━━━ Testo della pagina ━━━

Jorge A. Card. MEDINA ESTÉVEZ (Rituale degli Esorcismi): Vorrei sottolineare che l’influsso nefasto del demonio e dei suoi seguaci viene abitualmente esercitato attraverso l’inganno, la menzogna, la bugia e la confusione. Come Gesù è la Verità (cf. Gv 8, 44), così il diavolo è il bugiardo per eccellenza. Da sempre, sin dall’inizio, la menzogna è stata la sua strategia preferita. Non c’è dubbio che il diavolo riesca ad intrappolare tante persone nella rete delle bugie, piccole o clamorose. Inganna gli uomini facendo loro credere che la felicità si trovi nel denaro, nel potere, nella concupiscenza carnale. Inganna gli uomini persuadendoli che non hanno bisogno di Dio e che sono autosufficienti, senza bisogno della grazia e della salvezza. Addirittura inganna gli uomini diminuendo, anzi facendo scomparire il senso del peccato, sostituendo alla legge di Dio come criterio di moralità, le abitudini o le convenzioni della maggioranza. Persuade i bambini che la bugia è un modo adatto per risolvere diversi problemi, e così, man mano, si crea tra gli uomini un’atmosfera di diffidenza e di sospetto. Dietro le bugie e le menzogne, che portano l’immagine del Grande Bugiardo, si sviluppano le incertezze, i dubbi, un mondo dove non c’è più sicurezza né Verità e dove, invece, regna il relativismo e la convinzione che la libertà consista nel fare quel che si vuole; così non si capisce più che la vera libertà è l’identificazione con la volontà di Dio, fonte del bene e dell’unica felicità possibile.

━━━ Voci del dataset ━━━

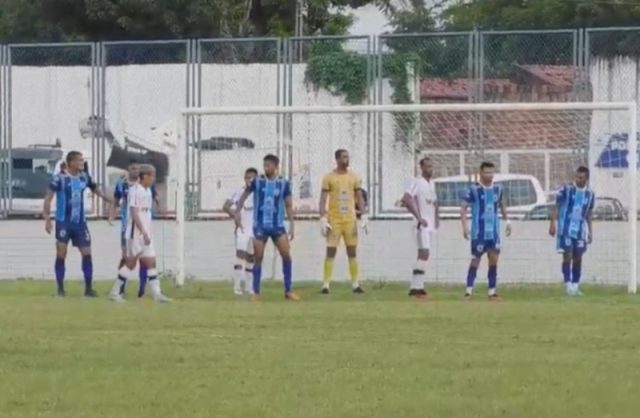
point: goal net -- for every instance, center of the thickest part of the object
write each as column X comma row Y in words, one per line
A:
column 536, row 147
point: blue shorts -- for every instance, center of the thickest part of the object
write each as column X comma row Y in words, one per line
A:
column 78, row 234
column 264, row 234
column 566, row 245
column 481, row 246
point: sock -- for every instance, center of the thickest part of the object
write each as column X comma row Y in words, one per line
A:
column 248, row 278
column 328, row 271
column 566, row 272
column 257, row 276
column 493, row 278
column 576, row 272
column 87, row 270
column 59, row 269
column 353, row 272
column 143, row 274
column 471, row 278
column 287, row 267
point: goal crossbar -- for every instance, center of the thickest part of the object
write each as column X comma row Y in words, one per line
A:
column 185, row 114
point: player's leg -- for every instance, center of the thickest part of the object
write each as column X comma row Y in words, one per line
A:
column 493, row 255
column 281, row 242
column 333, row 240
column 350, row 235
column 81, row 238
column 258, row 255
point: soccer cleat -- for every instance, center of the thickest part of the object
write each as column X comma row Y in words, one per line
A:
column 160, row 298
column 90, row 293
column 291, row 296
column 116, row 297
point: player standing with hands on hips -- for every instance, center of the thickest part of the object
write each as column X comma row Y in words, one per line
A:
column 485, row 199
column 271, row 199
column 572, row 227
column 68, row 187
column 421, row 201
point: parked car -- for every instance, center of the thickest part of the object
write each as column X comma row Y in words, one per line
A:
column 606, row 209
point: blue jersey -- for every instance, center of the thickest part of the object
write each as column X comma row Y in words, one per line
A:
column 69, row 192
column 574, row 206
column 121, row 194
column 485, row 203
column 269, row 196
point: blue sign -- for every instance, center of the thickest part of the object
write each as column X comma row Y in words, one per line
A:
column 614, row 155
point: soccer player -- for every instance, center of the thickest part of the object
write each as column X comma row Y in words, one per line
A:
column 341, row 188
column 485, row 199
column 571, row 224
column 244, row 239
column 68, row 187
column 271, row 199
column 139, row 238
column 421, row 200
column 120, row 195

━━━

# Azioni richieste
[a] Secondo il testo sull'inganno del demonio, qual è da sempre la strategia preferita del diavolo?
[b] Prosegui, per favore, il testo sull'inganno del demonio dopo la sua ultima frase.

# Risposte all'esercizio
[a] La menzogna.

[b]
La presenza del diavolo e della sua azione, spiega l’avvertimento del Catechismo della Chiesa Cattolica: «la drammatica condizione del mondo che “giace” tutto “sotto il potere del maligno” (1 Gv 5, 19), fa della vita dell’uomo una lotta: “Tutta intera la storia umana è infatti pervasa da una lotta tremenda contro le potenze delle tenebre; lotta incominciata fin dall’origine del mondo, che durerà, come dice il Signore, fino all’ultimo giorno. Inserito in questa battaglia, l’uomo deve combattere senza soste per poter restare unito al bene, né può conseguire la sua interiore unità se non a prezzo di grandi fatiche, con l’aiuto della grazia di Dio” (Concilio Ecumenico Vaticano II, Costituzione pastorale sulla Chiesa nel mondo contemporaneo, Gaudium et spes, n. 37, 2)» - (Catechismo della Chiesa Cattolica, n. 409).
La Chiesa è sicura della vittoria finale dì Cristo e perciò non si lascia trascinare dalla paura o dal pessimismo, ma allo stesso tempo è consapevole dell’azione del maligno che cerca di scoraggiarci e di seminare la confusione. “Abbiate fiducia - dice il Signore - Io ho vinto il mondo!” (Gv 16,33). In questa cornice trovano il loro posto gli esorcismi, espressione importante, ma non l’unica, della lotta contro il maligno.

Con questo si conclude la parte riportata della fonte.